Please write out all the items below again with every "Keypoint rule" swapped for "Marker rule" and nothing else changed. Leave the pictures out of your answer.
↓↓↓
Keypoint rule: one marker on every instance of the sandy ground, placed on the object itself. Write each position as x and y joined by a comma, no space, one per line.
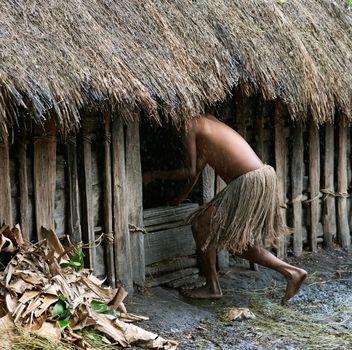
318,317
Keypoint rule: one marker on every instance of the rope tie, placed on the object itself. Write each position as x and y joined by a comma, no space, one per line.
328,192
44,138
70,139
109,237
299,198
134,228
310,200
89,138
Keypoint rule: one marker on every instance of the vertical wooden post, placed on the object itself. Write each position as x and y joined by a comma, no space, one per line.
74,217
329,212
343,228
223,256
314,181
5,184
208,179
86,197
297,173
23,180
108,217
45,177
122,245
135,202
280,160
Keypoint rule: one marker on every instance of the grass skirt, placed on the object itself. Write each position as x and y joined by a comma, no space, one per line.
247,212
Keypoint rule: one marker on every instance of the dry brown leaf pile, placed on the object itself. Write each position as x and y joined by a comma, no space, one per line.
33,282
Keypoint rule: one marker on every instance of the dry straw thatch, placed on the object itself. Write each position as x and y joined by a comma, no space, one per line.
177,56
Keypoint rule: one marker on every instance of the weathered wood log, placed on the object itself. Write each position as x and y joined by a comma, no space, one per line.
160,215
23,182
74,216
329,210
172,265
108,217
135,202
87,219
174,276
314,181
169,244
208,179
5,185
223,255
342,219
122,243
297,172
280,160
45,176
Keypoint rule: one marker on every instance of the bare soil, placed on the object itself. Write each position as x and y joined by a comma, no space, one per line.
318,317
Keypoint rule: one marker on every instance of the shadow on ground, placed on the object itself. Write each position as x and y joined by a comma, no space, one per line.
318,317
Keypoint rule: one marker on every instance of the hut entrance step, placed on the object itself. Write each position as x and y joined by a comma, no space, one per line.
170,250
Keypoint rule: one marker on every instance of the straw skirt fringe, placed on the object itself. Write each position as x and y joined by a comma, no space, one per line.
247,212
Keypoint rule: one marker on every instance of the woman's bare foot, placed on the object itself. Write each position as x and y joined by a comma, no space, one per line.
201,293
294,282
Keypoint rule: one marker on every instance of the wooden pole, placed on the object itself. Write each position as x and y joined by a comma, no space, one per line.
108,217
135,202
314,180
223,255
280,160
342,219
242,114
208,179
23,181
329,210
74,216
5,185
297,173
122,244
87,221
45,176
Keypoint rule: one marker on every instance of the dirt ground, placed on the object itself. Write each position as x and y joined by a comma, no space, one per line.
318,317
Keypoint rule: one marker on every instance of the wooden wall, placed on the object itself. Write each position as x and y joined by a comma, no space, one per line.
89,186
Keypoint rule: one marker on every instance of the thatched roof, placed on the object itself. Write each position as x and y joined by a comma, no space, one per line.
59,57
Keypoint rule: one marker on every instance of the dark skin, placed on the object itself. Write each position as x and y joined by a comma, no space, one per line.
208,141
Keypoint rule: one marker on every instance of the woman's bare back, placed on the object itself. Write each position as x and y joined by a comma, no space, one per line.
222,148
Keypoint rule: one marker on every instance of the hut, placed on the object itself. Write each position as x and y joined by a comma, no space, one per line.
78,78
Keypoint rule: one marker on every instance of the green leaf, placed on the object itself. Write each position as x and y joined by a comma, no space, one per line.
99,306
76,262
58,309
63,323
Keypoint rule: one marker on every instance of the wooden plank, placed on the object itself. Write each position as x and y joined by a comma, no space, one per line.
314,181
297,172
161,215
174,276
223,257
5,185
44,165
108,217
280,160
166,266
329,210
122,244
208,179
342,219
23,182
169,244
135,201
74,216
243,113
86,197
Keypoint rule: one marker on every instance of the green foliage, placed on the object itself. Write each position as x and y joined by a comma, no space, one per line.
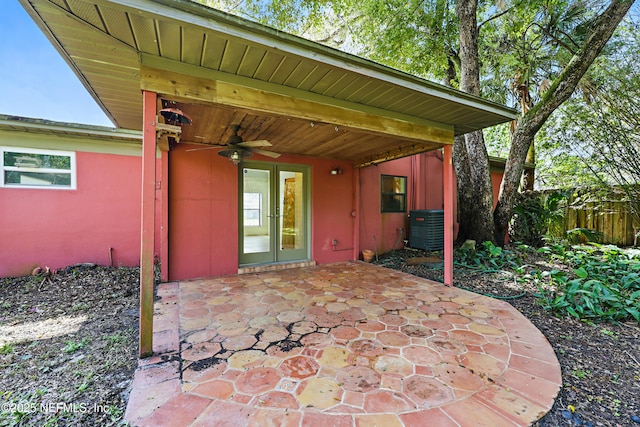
↑↑↑
## Response
Marker rule: one marker on every instance of the sandy ground, placed on the object itself. Write each position as x and y joined by a comma, no space, one per line.
318,317
Marker rule: one marker on every instance of the rope tie, placed on the object itself. Write each position as x and y joined by a comma, no space, one per line.
328,192
44,138
70,139
109,237
299,198
134,228
310,200
89,138
Marker rule: one marker on every instance of the vertical wooden post, placed on the object itself. Write each position as x and y joined by a comma, no space, one per line.
74,217
329,212
343,228
223,256
314,181
5,184
208,179
86,197
297,173
23,180
108,217
45,177
122,245
135,202
280,160
Marker rule: one marker on every instance of the grass skirt, placed on the object itself. Write each position as x and y joined by a comma, no space, one per line.
247,212
Marker rule: one marker on every instance of the dry brown leaf pile, placed on the object itself. Write each position as x and y joined by a comma, no space, one per line.
33,282
Marker rule: one marker on every instance of the dry straw thatch, placed on the object itself. Write each position as x and y joined by a comma, no space, one per line.
177,56
Marker rule: one marker on every instance of the weathered wood log, placed on the object itself. Write each position as x and y joined by a comma, no space, one per line.
160,215
23,182
74,216
329,210
172,265
108,217
135,202
87,219
174,276
314,181
169,244
208,179
5,185
223,255
342,219
122,243
297,172
280,160
45,176
Marker rule: one marker on every instance of the bare soil, placed on the object itself. Write each position as x and y joined by a comma, no space, one per line.
318,317
Marker rule: one marker on every instance of the shadow on ground, placed on the object itself. Write each position as x and y joined by a comma, no space, one per line.
318,317
Marker rule: one marker on every instance of the hut entrance step, placed on the object itself. Write each position as x and y joined by a comma, no space, one per line.
170,250
Marker rule: one marker on every instance of the straw skirt fringe, placed on the object itself. Write each position as x and y joined by a comma, no space, one per line.
247,212
Marker rule: one marker on every instance of the woman's bare foot, placed on the object itself. Write each position as x and y joined by a comma, no space, one per line.
201,293
294,282
Marker rule: one marker on every instance of the wooden pole, placed on the object itself. Write each position as x and y joined by a comma, no space, one per line.
108,217
135,202
314,180
223,255
280,160
342,219
242,114
208,179
23,181
329,210
74,216
5,185
297,173
122,244
87,221
45,176
Marker rule: one marker on every instance of the dirt ground, placed on the object itself. Write each position as x and y joined by a comma, no space, one per line.
318,317
Marker rule: one marker on every instance of the wooden wall, placed on the object itself. Write each position as x and y joined by a comma, no space, one per line.
89,186
Marker rule: one marker on every instance of the thatched roof, placed on the object itself. Write each position as x and y joined by a comma, no space, one per line.
59,57
Marker rule: one marker on every instance of the dark skin, placed on the object itself. Write each position as x and y joined by a comma, no space, one per line.
208,141
Marker rule: one marker on every instance of the woman's bare back, placed on the object itself. Write each position as x and y joined by a comma, no space, one per line.
222,148
Marker rule: one marker on every instance of the hut, placed on the object itself. Write each position as x and y joined by a comma, no space, one per line.
78,78
Marker rule: one marker on every instance of the green leaf, placed on the object itself. Write each position as x and y joined by a comma, no space, one per line.
99,306
76,262
58,309
63,323
Marker rule: one marker on every instance of the wooden plank, placed on the object itself. Write each position as x and y joined by a comma, no space, one per line.
314,181
297,172
161,215
174,276
223,257
5,185
44,165
108,217
280,160
166,266
329,210
122,244
208,179
342,219
23,182
169,244
135,201
74,216
243,113
86,197
Marker rule: one marker on every instance of the green foliage, placed on the object itself. Write each position as x and y joined by a comma, no space, one per line.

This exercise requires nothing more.